Task data ▸
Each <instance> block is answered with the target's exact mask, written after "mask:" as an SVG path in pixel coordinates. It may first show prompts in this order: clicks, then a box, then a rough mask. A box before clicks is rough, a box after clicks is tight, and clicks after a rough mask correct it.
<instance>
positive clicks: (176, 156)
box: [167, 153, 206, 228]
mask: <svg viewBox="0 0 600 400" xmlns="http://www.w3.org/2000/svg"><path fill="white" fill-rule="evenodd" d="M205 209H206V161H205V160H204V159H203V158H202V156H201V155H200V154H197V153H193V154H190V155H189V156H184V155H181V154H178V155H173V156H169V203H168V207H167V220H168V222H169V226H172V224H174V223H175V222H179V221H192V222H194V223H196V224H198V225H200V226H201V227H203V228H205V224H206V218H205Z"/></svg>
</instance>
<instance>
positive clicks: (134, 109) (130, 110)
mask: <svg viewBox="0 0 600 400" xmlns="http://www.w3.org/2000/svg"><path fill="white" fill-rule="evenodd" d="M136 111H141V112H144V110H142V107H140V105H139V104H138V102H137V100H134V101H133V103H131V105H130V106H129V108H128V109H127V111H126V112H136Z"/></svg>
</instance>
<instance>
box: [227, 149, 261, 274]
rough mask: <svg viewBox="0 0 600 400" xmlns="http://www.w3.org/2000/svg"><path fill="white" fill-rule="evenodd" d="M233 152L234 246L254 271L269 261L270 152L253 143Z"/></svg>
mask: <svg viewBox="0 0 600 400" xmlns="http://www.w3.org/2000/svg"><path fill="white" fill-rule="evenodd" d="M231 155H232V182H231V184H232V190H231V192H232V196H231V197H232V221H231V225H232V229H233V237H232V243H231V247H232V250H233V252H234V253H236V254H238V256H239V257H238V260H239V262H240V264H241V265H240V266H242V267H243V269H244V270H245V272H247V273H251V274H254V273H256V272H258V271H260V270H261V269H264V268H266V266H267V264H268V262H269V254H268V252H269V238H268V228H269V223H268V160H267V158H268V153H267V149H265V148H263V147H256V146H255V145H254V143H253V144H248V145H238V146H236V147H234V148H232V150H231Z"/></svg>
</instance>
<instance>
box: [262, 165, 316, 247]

Problem details ▸ Reproduce each record exactly as it appears.

Solution for this exercise ▸
Each <instance> block is answered with the target's exact mask, written after "mask:" as an SVG path in pixel coordinates. It may first show prompts in this order: clicks, then a box, then a rough mask. A box before clicks is rough, a box after clicks is tight, and clicks after a rough mask correct it.
<instance>
positive clicks: (176, 156)
box: [167, 153, 206, 228]
mask: <svg viewBox="0 0 600 400" xmlns="http://www.w3.org/2000/svg"><path fill="white" fill-rule="evenodd" d="M205 209H206V161H205V160H204V159H203V158H202V156H201V155H200V154H197V153H193V154H190V155H189V156H184V155H181V154H178V155H173V156H169V203H168V207H167V220H168V222H169V226H172V224H174V223H175V222H179V221H192V222H194V223H196V224H198V225H200V226H201V227H203V228H205V224H206V218H205Z"/></svg>
</instance>
<instance>
positive clicks: (134, 109) (130, 110)
mask: <svg viewBox="0 0 600 400" xmlns="http://www.w3.org/2000/svg"><path fill="white" fill-rule="evenodd" d="M136 111H141V112H144V110H142V107H140V105H139V104H138V102H137V100H134V101H133V103H131V105H130V106H129V108H128V109H127V111H126V112H136Z"/></svg>
</instance>
<instance>
box: [227, 149, 261, 274]
rough mask: <svg viewBox="0 0 600 400" xmlns="http://www.w3.org/2000/svg"><path fill="white" fill-rule="evenodd" d="M233 152L234 246L254 271L269 261L270 152L253 143Z"/></svg>
mask: <svg viewBox="0 0 600 400" xmlns="http://www.w3.org/2000/svg"><path fill="white" fill-rule="evenodd" d="M231 155H232V182H231V184H232V190H231V192H232V196H231V197H232V221H231V225H232V229H233V237H232V243H231V247H232V250H233V252H234V253H236V254H238V256H239V257H238V260H239V262H240V264H241V265H240V266H242V267H243V269H244V270H245V272H247V273H251V274H254V273H256V272H258V271H260V270H261V269H264V268H266V266H267V264H268V262H269V254H268V252H269V238H268V228H269V223H268V160H267V158H268V153H267V149H265V148H263V147H256V146H255V145H254V143H253V144H248V145H238V146H236V147H234V148H232V150H231Z"/></svg>
</instance>
<instance>
box: [262, 165, 316, 247]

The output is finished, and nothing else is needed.